- _Work instruction_:
Pick up the article below about the Fitness Center's reopening and keep writing it from after its last sentence.

- _Selected extract_:
----------------------------------------

There will be a survey sent out in the future to receive feedback from students and faculty, but he said he has not heard any criticisms of the center yet that require an immediate solution. He said he is focused on making the Fitness Center feel the same as it did pre-pandemic, and his top priority is safety.
On the night of Jan. 30, Reilley was notified of a potential exposure within the Fitness Center that day, and all appointments would need to be canceled the next day in order to sanitize the building. Reilley notified his staff, and students who had reservations scheduled were emailed in the morning. A separate and confidential contact tracing also took place, as those who were deemed close contacts to the potential exposure were emailed as well. The Fitness Center reopened on Feb. 1.
Reilley said that the first week started off slow, with approximately 75–100 guests per day. However, the Fitness Center saw an uptick in attendance during its second week, with 150–175 guests per day.
Sophomore soccer player Brendan Lebitsch worked as a recreational sports official last spring before transitioning to Fitness Center Crew this semester. Instead of hiring new student staff members for this semester, Reilley said he had employees like Lebitsch change their role. Similarly to Reilley, Lebitsch said he thinks the reopening has gone well.

----------------------------------------

- _Data extract_:
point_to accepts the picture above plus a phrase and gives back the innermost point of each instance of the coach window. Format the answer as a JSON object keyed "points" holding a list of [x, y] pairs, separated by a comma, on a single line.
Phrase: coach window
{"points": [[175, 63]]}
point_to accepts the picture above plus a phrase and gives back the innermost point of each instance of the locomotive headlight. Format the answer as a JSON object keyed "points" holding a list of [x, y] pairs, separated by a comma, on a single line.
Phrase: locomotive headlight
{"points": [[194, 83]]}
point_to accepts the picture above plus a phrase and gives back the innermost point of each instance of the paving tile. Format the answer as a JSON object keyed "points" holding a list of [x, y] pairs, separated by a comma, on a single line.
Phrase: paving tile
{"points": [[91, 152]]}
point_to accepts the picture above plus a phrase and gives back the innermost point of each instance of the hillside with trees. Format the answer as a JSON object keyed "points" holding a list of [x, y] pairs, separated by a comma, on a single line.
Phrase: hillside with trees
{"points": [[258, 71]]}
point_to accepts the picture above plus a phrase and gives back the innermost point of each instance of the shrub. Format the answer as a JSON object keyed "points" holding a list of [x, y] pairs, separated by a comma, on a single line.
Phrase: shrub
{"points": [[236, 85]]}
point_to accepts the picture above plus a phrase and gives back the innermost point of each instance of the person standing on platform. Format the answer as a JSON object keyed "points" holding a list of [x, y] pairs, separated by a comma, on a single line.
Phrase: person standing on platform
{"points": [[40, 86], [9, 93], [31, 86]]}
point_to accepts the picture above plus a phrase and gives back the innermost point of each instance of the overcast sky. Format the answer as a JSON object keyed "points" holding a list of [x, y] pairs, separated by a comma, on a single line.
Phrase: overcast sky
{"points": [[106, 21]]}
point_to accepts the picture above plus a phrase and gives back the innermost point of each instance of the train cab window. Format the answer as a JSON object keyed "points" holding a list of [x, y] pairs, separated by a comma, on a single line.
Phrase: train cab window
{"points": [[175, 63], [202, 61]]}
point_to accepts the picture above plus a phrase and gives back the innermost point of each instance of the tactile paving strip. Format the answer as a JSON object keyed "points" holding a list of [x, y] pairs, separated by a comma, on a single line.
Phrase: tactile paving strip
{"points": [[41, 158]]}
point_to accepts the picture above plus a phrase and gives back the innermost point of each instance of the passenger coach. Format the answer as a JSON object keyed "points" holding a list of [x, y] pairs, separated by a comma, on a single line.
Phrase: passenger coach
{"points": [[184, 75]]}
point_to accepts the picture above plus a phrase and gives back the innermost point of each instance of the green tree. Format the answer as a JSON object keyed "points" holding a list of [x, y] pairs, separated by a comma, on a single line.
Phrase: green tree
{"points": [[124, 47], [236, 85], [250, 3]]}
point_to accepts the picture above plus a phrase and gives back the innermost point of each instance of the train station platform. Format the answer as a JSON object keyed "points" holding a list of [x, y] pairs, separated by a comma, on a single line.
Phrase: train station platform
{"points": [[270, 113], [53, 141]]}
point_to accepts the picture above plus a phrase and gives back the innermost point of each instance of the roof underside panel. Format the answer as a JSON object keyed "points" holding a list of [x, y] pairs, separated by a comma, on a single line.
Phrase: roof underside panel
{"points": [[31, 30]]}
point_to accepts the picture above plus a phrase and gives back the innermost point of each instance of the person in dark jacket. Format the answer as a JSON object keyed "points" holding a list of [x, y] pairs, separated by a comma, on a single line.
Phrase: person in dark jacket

----------------------------------------

- _Result for this task_:
“No one has really complained, so that’s a great sign,” Lebitsch said. “I was a little worried at the beginning about the setup, but people enjoy it. I think Sean [Reilley] did a great job setting up the pods. They did a great job pairing the equipment. I commend them for doing a great job with that.”
The Fitness Center has seen more students and faculty reserve time slots over the last week, and Lebitsch said heanticipates that even more will sign up for appointments.
“I think a lot of people did not know the protocol, and everyone is still coming back,” Lebitsch said. “But it’s been getting a lot busier. It wasn’t that busy in the beginning, but now it’s starting to trend upwards. It’s been picking up traction, and I think everyone is still settling in. I would definitely recommend it just to get out of your room and have some free time in the gym.”
Sophomore volleyball player Camryn O’Leary said she feels safe at the Fitness Center with the sanitation process and enforced mask rules.
O’Leary said she has used the Fitness Center because the Hill Center, where the volleyball team usually trains, was only opened for teams currently training in-season, and she does not have a car. Though she said she is pleased with how the Fitness Center has adjusted, she admitted that once she gets her own vehicle, she will likely purchase a gym membership at the local Planet Fitness.
“I can stay there longer because the [Fitness Center appointments] are only 45 minutes, and I can go whenever I want to at Planet Fitness,” O’Leary said. “You can just do more. You have more freedom at that gym.”
Lebitsch lived in Ithaca during the fall semester and needed a gym to work out at, so he said he purchased a Planet Fitness membership and continues to use it. Lebitsch said while he does not like the 45-minute windows for working out on campus, he does believe that the Fitness Center has some advantages over other gyms in Ithaca.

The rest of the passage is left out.